* [Consigne]
Dites, s'il vous plaît, si chaque affirmation ci-dessous concorde avec le texte sur la réforme des retraites, en répondant par oui ou non et en citant exactement les mots décisifs du texte.
1. Reclaim Finance a analysé les pratiques des principaux bénéficiaires potentiels de la réforme dans le secteur financier.
2. Les gestionnaires d'actifs et assureurs ont cessé de soutenir le développement des énergies fossiles.
3. Blackrock est présenté comme un acteur français de la gestion des fonds d'épargne retraite.

En 2023, la réforme des retraites revient sur le devant de la scène. Reclaim Finance a voulu s’intéresser à l’impact climatique de cette réforme en analysant les pratiques de ses principaux bénéficiaires potentiels dans le secteur financier.

En favorisant la financiarisation de la retraite, la réforme des retraites dirigerait les économies des Françaises et Français vers des gestionnaires d’actifs et assureurs qui continuent à soutenir le développement des énergies fossiles, et donc l’aggravation du dérèglement climatique, en contradiction avec l’objectif de limiter le réchauffement à 1,5 °C. En plus de principaux acteurs de la gestion des fonds d’épargne retraite en France, les géants américains encore moins scrupuleux comme Blackrock pourraient saisir les nouveaux débouchés qui leur sont offerts.

La réforme des retraites : une aubaine pour la finance ?

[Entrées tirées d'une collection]
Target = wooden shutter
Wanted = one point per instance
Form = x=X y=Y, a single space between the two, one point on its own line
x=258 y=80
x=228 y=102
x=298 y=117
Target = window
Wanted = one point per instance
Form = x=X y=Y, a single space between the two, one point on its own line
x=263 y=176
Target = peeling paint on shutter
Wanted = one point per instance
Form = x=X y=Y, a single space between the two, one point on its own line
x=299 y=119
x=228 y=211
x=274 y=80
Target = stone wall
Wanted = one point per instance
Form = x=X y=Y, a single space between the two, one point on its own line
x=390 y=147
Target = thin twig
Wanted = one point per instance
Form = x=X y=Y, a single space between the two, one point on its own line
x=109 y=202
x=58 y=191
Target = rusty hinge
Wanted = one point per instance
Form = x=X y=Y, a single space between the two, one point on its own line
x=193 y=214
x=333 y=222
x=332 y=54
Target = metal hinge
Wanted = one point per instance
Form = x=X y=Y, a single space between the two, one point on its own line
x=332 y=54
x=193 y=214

* [Corrigé]
1. Oui : « en analysant les pratiques de ses principaux bénéficiaires potentiels dans le secteur financier »
2. Non : « qui continuent à soutenir le développement des énergies fossiles »
3. Non : « les géants américains encore moins scrupuleux comme Blackrock »